***** LISTED ENTRIES *****
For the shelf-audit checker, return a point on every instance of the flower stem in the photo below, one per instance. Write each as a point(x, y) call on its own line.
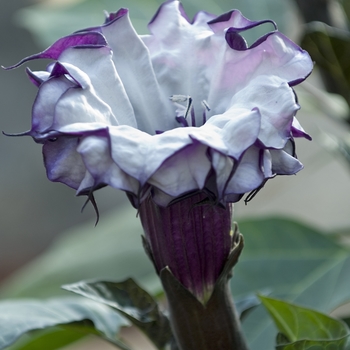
point(209, 326)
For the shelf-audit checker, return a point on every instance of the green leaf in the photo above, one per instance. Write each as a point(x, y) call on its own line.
point(18, 317)
point(51, 338)
point(304, 328)
point(112, 250)
point(329, 47)
point(48, 23)
point(291, 260)
point(133, 303)
point(297, 322)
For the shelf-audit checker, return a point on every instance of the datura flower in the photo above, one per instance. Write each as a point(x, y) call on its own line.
point(188, 108)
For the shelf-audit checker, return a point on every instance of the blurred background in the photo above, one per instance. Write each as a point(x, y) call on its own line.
point(35, 213)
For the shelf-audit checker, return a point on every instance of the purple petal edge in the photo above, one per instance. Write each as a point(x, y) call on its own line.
point(91, 39)
point(110, 19)
point(226, 17)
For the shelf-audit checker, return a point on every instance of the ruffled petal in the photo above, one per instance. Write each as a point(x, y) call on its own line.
point(132, 61)
point(62, 161)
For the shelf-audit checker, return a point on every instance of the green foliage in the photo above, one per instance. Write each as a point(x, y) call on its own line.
point(57, 337)
point(133, 303)
point(281, 257)
point(329, 47)
point(76, 317)
point(111, 251)
point(303, 328)
point(48, 24)
point(292, 261)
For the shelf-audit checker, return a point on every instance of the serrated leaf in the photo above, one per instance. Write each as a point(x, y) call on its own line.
point(132, 302)
point(18, 317)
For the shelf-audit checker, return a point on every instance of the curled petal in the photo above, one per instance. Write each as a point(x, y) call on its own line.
point(93, 39)
point(62, 161)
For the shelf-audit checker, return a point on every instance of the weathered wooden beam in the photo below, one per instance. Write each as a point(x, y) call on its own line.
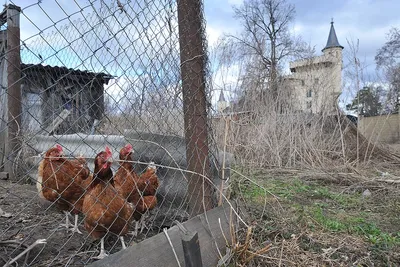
*****
▸ **EXERCISE**:
Set down, word for word, the line that holds "the green foliage" and all lines after it to the end of the entries above, but not the pictures.

▸ **RESPONSE AREA**:
For the shelf-audit checker, return a point on every instance of the green foliage in the photo above, one per instance. Write each as a point(x, y) call on its own line.
point(57, 337)
point(133, 303)
point(281, 257)
point(329, 47)
point(76, 317)
point(111, 251)
point(303, 328)
point(48, 24)
point(292, 261)
For the shelf-audit checker, return a point on every instance of the serrated leaf in the photo above, one per instance. Write each as a point(x, y) call on its own line.
point(132, 302)
point(18, 317)
For the shelf-audit checker, return a point on every instance of the curled petal in the photo above, one per instance. Write each as a point(x, y) call on its own line.
point(93, 39)
point(62, 161)
For the shelf-audit checker, return a point on every instance of the weathered wooden beam in the photo below, one per instance. Write each as a point(x, y) call on its own line.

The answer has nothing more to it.